* CONSEGNA 1 *
Rispondi a queste domande sul testo dedicato alla cultura umanistica e scientifica:
(a) Quale carica ha ricoperto Lamberto Maffei all'Accademia nazionale dei Lincei?
(b) A quale pagina del suo Elogio della lentezza si trova il passo citato?
(c) Di quale poeta vengono riportati i versi su spazio e tempo?
* CONSEGNA 2 *
Cita dal testo sulla cultura umanistica e scientifica il brano che va da "Umanistica o scientifica?" fino a "gioco giocoso dell’intelletto.", senza alcuna modifica.

* TESTO IN ESAME *

....................

Umanistica o scientifica? La cultura è una

Lamberto Maffei è stato direttore dell’Istituto di Neuroscienze del CNR e del laboratorio di Neurobiologia alla Normale di Pisa, presidente dell’Accademia nazionale dei Lincei; è professore emerito di neurobiologia. A pag. 89 del suo Elogio della lentezza dice  che lo studio è tutto umanistico, che non esiste una disciplina più umanistica della matematica, o dello studio della natura, degli animali, dell’uomo, perché le discipline curiosity driven sono tutte umanistiche e non mirano direttamente ad altro prodotto che non sia quello della conoscenza e del gioco giocoso dell’intelletto. 

Cultura umanistica. Cultura scientifica.  L’una e l’altra si occupano del mondo e delle creature che lo abitano; l’una e l’altra si (pre)occupano di darci dei riferimenti per non farci disperdere nel corso del nostro girovagare da queste parti; l’una e l’altra in fondo non fanno altro che cercare di attribuire  un senso al nostro essere qui adesso. Indagano la condizione umana, l’una e l’altra, tentando di svelare i suoi misteri. Sono un modo per raccontare il mondo, con parole diverse. Se fosse solo l’arte, per esempio, a raccontare il mondo, ci mancherebbero le parole della scienza,  come ci mancherebbero quelle dell’arte se avessimo solo le  parole della scienza. La scienza ci racconta il tempo e lo spazio con il lessico e la sintassi che le appartengono; Eliot ci racconta la stessa cosa con  quei versi che dicono: “Se spazio e tempo, come i saggi dicono, / sono cose che mai potranno essere,/ la mosca che è vissuta un solo giorno/ vissuta è a lungo proprio come noi”.

....................

* DATI FORNITI *
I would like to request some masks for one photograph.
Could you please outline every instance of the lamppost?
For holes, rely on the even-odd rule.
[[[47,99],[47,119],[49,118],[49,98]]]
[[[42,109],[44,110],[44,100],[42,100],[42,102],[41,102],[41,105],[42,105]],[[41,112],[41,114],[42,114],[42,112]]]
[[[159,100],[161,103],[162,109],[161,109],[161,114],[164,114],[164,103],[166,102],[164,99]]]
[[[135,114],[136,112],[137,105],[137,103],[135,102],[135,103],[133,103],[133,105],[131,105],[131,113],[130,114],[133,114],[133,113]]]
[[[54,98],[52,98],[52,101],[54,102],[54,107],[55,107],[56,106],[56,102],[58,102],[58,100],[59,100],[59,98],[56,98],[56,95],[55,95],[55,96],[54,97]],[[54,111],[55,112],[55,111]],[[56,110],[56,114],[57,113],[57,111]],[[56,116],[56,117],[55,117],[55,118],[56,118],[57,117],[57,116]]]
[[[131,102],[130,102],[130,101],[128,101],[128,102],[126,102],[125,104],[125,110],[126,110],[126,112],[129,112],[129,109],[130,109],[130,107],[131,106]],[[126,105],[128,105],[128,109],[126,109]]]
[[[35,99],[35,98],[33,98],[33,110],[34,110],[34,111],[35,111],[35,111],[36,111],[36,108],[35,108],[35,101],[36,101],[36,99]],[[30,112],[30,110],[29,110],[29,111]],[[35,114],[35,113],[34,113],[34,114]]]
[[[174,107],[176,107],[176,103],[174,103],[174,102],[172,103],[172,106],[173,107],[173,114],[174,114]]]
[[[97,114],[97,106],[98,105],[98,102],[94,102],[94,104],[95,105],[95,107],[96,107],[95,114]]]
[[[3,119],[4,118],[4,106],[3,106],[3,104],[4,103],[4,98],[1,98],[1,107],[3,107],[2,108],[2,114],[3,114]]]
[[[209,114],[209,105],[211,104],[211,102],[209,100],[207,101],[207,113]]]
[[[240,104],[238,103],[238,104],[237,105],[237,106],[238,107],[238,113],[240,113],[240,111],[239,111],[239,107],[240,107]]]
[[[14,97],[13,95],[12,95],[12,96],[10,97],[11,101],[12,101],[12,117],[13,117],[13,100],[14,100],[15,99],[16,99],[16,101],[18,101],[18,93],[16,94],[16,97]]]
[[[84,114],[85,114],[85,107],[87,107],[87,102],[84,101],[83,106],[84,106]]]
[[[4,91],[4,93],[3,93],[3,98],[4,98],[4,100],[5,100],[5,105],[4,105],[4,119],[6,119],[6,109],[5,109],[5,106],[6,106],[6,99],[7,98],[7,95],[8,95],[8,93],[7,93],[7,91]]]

....................

* RISPOSTA SCRITTA 1 *
(a) Ne è stato presidente.
(b) A pagina 89.
(c) Di Eliot.

* RISPOSTA SCRITTA 2 *
Umanistica o scientifica? La cultura è una

Lamberto Maffei è stato direttore dell’Istituto di Neuroscienze del CNR e del laboratorio di Neurobiologia alla Normale di Pisa, presidente dell’Accademia nazionale dei Lincei; è professore emerito di neurobiologia. A pag. 89 del suo Elogio della lentezza dice  che lo studio è tutto umanistico, che non esiste una disciplina più umanistica della matematica, o dello studio della natura, degli animali, dell’uomo, perché le discipline curiosity driven sono tutte umanistiche e non mirano direttamente ad altro prodotto che non sia quello della conoscenza e del gioco giocoso dell’intelletto.